■ Text provided:
★ ★ ★
The catch: it’s slow, because you have to run the model fresh for every (query, document) pair. That’s exactly why it’s the second stage, used only on the ~100 candidates, never on the whole corpus.
TBD: the intuition for why seeing them together is more accurate than comparing two points. TBD: what a cross-encoder’s score actually represents.
6. Combining multiple searches: RRF
Sometimes you run more than one search for a single question. Maybe you rephrase the query a few different ways, or you search a few different document collections. Now you have several ranked lists and you need to merge them into one.
Reciprocal Rank Fusion (RRF) is the simple, popular way to do this. The intuition: a document that shows up near the top of several lists is probably really relevant, so it should rank high in the combined list. It scores each document by where it placed in each list (higher placement = more points), adds up the scores, and re-sorts. It also naturally handles the same document appearing in multiple lists (dedup).
The appealing thing: it doesn’t need the scores from the different lists to be on the same scale. It only uses rank position, which is comparable across lists even when the raw scores aren’t.
★ ★ ★
■ Dataset excerpts:
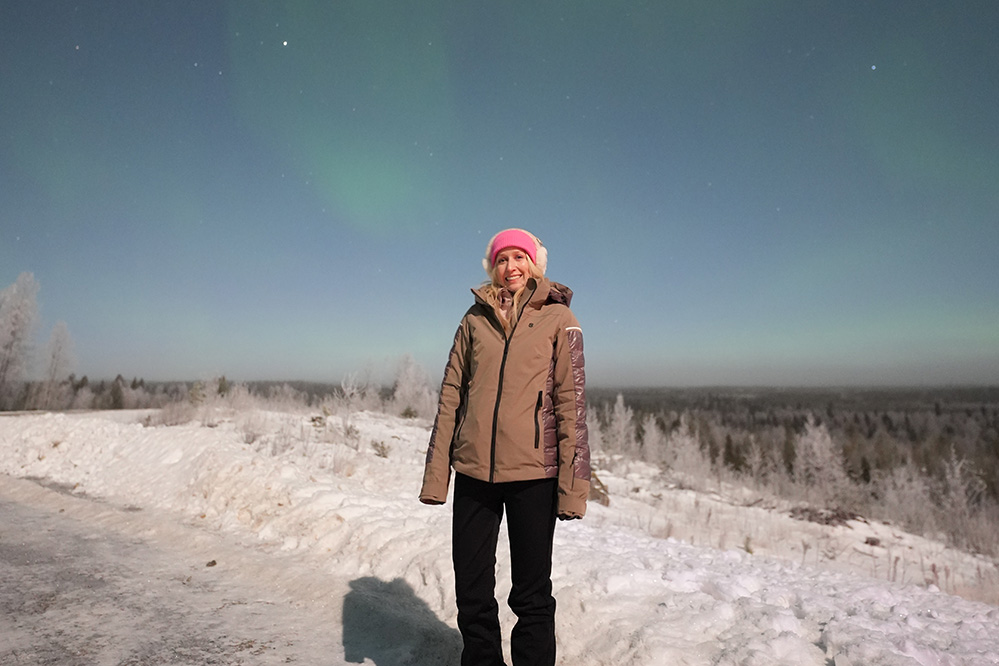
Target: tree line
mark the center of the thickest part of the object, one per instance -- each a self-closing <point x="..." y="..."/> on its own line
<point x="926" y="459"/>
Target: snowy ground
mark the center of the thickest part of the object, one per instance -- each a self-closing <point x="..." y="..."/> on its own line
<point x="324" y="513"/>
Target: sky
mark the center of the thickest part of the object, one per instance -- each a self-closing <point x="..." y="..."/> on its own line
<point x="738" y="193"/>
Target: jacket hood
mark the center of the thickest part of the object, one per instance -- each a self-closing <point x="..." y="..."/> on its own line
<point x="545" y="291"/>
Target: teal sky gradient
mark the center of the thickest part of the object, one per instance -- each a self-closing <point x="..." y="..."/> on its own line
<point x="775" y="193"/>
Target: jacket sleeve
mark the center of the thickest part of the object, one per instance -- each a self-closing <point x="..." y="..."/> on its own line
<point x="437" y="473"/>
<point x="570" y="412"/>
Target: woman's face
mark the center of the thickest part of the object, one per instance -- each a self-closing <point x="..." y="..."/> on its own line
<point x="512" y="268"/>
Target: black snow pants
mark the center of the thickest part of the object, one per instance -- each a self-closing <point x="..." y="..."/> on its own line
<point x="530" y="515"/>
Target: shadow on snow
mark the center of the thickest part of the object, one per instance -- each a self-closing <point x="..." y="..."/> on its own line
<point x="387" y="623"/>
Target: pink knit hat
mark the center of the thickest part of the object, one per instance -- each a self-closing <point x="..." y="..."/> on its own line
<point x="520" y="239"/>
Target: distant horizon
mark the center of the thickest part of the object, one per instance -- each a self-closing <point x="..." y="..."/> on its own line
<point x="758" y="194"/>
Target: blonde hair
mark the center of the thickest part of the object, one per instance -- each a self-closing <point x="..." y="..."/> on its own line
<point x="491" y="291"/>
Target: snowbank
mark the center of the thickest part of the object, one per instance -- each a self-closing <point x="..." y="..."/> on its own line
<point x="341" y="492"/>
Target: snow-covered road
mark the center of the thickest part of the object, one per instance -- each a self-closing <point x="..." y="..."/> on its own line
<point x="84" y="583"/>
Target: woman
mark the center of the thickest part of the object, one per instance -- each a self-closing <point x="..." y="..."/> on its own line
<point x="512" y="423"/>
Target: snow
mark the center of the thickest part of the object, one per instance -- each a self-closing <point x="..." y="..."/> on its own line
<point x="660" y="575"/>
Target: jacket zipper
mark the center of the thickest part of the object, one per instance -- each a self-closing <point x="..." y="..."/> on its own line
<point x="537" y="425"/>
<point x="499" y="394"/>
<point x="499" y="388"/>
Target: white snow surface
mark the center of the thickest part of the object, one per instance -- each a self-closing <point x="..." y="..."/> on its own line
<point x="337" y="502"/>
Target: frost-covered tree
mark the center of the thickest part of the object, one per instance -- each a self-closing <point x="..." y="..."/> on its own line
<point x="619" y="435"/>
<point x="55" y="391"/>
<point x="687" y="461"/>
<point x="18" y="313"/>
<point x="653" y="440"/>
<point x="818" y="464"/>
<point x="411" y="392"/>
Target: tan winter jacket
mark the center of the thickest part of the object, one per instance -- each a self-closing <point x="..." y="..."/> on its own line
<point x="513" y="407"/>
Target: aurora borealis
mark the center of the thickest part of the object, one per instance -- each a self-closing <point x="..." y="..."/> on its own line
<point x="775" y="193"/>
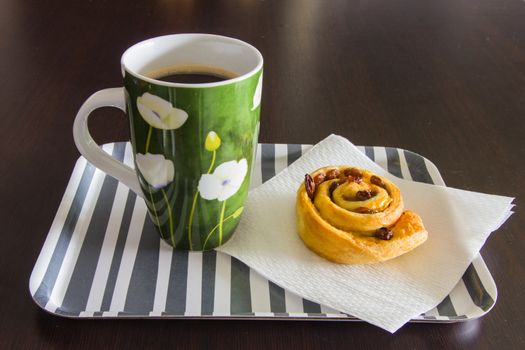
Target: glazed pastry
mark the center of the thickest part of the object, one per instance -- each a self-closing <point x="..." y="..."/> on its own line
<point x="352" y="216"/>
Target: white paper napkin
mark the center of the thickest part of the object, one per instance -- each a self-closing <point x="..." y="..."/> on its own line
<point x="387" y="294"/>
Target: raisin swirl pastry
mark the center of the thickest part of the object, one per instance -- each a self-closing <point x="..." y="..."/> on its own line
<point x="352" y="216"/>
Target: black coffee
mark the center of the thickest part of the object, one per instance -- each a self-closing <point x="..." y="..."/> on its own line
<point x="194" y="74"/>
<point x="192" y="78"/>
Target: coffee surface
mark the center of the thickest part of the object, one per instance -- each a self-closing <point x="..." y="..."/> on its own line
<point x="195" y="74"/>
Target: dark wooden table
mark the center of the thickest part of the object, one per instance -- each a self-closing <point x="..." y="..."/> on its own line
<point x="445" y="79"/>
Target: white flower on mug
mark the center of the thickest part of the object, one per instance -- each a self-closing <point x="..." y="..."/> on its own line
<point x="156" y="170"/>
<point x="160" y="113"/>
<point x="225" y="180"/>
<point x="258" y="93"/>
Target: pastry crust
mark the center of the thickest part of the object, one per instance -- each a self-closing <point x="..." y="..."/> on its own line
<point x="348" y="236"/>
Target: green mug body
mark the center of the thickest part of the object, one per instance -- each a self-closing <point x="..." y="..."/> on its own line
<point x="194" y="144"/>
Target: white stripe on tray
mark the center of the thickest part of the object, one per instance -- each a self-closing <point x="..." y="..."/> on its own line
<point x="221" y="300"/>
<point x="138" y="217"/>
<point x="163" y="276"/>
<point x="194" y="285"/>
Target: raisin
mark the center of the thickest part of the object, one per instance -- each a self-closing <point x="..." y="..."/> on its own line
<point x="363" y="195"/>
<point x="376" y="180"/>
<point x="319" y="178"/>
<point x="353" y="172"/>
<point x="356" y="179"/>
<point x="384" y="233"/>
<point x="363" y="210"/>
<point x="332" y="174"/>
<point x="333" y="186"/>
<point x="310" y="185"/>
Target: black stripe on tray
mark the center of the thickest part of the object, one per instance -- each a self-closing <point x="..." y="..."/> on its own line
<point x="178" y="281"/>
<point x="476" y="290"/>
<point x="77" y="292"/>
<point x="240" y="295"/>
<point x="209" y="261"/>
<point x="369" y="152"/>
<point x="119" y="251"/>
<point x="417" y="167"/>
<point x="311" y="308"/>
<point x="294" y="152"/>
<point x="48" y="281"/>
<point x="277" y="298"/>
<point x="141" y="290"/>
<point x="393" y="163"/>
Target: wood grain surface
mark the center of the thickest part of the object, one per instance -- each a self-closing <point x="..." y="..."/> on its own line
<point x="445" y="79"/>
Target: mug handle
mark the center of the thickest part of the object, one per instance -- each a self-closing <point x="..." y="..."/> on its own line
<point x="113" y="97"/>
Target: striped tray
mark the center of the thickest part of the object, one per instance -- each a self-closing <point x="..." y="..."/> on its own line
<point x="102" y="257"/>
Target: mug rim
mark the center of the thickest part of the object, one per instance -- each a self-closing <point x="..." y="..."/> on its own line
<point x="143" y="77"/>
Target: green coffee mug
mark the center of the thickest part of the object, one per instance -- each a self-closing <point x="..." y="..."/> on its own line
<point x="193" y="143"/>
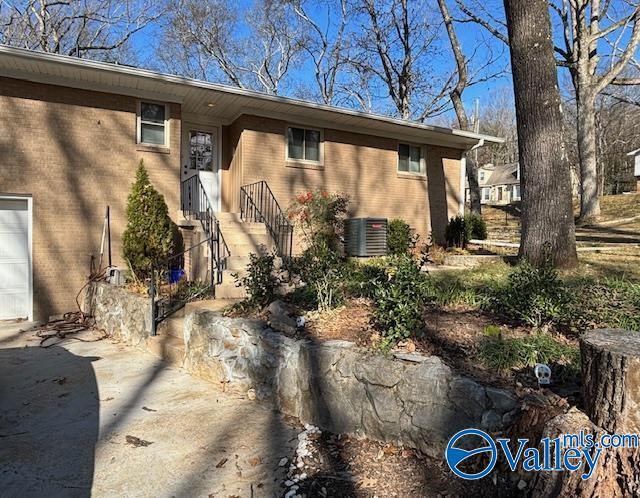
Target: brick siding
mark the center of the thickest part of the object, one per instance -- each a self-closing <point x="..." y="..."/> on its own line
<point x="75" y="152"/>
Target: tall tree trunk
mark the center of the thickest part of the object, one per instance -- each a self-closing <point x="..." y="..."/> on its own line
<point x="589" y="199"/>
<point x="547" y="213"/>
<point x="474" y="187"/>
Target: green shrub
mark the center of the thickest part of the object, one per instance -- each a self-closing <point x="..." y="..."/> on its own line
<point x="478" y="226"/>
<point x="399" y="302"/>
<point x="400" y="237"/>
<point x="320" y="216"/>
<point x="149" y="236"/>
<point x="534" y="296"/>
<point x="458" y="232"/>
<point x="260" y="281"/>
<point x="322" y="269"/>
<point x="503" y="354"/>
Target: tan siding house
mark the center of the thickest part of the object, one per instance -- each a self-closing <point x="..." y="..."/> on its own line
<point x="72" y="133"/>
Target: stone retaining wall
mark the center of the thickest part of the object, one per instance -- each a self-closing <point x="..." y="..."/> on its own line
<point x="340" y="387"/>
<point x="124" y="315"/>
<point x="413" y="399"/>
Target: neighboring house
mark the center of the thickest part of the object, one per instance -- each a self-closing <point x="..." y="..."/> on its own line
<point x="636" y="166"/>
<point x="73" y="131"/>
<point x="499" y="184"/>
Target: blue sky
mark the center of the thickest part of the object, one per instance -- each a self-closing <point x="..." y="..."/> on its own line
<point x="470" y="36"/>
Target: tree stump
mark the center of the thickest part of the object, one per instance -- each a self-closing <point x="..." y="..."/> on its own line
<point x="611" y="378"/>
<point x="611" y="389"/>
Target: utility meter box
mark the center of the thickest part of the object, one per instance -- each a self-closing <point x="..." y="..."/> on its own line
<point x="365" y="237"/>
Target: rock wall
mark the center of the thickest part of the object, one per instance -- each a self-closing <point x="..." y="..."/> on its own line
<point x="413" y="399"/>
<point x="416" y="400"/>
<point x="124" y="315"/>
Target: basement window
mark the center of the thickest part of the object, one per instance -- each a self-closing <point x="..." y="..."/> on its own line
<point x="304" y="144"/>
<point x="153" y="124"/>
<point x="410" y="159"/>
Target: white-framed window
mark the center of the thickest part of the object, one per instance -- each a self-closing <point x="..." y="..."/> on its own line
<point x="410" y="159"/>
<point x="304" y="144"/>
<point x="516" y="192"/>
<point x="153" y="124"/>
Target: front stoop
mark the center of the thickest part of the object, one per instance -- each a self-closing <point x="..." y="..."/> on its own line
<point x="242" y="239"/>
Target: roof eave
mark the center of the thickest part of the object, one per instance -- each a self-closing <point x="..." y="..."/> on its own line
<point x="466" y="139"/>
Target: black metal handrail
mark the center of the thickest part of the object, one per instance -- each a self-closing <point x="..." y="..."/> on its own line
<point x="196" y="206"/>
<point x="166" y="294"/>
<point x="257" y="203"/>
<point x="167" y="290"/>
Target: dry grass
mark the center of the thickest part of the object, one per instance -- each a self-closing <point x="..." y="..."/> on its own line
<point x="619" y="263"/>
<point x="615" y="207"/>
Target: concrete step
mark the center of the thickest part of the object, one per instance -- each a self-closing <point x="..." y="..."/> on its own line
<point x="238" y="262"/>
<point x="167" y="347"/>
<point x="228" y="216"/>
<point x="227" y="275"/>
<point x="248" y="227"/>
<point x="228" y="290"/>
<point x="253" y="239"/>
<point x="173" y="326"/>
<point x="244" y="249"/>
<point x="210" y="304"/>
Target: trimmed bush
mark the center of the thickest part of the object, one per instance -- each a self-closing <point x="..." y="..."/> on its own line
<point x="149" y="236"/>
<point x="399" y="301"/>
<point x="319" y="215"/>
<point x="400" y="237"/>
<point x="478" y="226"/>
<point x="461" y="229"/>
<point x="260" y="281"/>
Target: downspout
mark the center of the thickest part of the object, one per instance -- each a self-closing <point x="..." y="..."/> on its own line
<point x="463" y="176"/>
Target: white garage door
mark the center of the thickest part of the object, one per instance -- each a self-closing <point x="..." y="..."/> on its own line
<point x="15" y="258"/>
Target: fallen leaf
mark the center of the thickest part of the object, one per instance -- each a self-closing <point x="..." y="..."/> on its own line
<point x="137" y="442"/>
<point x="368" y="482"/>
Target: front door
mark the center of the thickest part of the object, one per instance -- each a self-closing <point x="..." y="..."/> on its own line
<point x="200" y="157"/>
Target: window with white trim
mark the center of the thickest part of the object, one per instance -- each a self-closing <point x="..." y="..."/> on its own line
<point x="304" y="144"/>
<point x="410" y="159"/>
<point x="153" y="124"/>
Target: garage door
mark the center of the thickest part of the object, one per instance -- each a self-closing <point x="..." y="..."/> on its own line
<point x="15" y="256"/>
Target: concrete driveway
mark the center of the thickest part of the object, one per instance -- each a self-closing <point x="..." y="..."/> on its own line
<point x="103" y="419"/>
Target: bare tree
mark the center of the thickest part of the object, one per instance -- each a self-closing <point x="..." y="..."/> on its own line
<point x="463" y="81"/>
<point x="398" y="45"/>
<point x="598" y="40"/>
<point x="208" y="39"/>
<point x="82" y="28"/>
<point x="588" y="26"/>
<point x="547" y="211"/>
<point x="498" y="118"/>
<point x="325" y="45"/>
★ ★ ★
■ Problem A: List the steps the passage on search ranking gives for how Reciprocal Rank Fusion merges several ranked lists.
■ Problem B: Carry on the passage on search ranking from its last sentence, matching its tone.
The data stands apart from the passage on search ranking.

■ Output A:
- It scores each document by where it placed in each list (higher placement = more points).
- It adds up the scores.
- It re-sorts.

■ Output B:
TBD: the actual formula and why “reciprocal” (1/rank) is the shape it uses. TBD: where RRF should sit in the pipeline — before or after reranking — and why ordering matters.
7. Query rewriting / expansion
People type bad queries — too short, ambiguous, missing context. Before searching, you can have a model rewrite the query into something better, or expand it into several variations that catch different angles of what the person might mean. Then you search with the improved version(s).
TBD: what kinds of rewrites actually help vs. add noise. TBD: where this should live in the pipeline.
8. The ingestion side: ETL, chunking, indexing
Before any of the above can happen, the documents have to get into the system. That’s a pipeline that: pulls the documents, splits each long document into smaller pieces (“chunks”) because you want to retrieve the relevant paragraph, not the whole 20-page doc, runs each chunk through the embedding model, and stores the resulting vectors in the search index.
TBD: why chunking matters and how chunk size changes results. TBD: how chunks relate back to their parent document. TBD: what has to happen when documents change (re-embedding, re-indexing cadence).
9. Hydration: getting the actual content back
Subtle one I want to understand. The search index might return which chunks matched (by ID), but not the actual text/title/URL of those documents. So there’s sometimes a separate step that takes the matching IDs and fetches the real content to hand back to the user (or to the LLM). That’s “hydration.”
Some systems store the content right on the index and skip this; others keep the index lean and hydrate separately. There’s a tradeoff.
TBD: the tradeoff between storing content on the index vs. hydrating separately.
10. How this all feeds an LLM (RAG)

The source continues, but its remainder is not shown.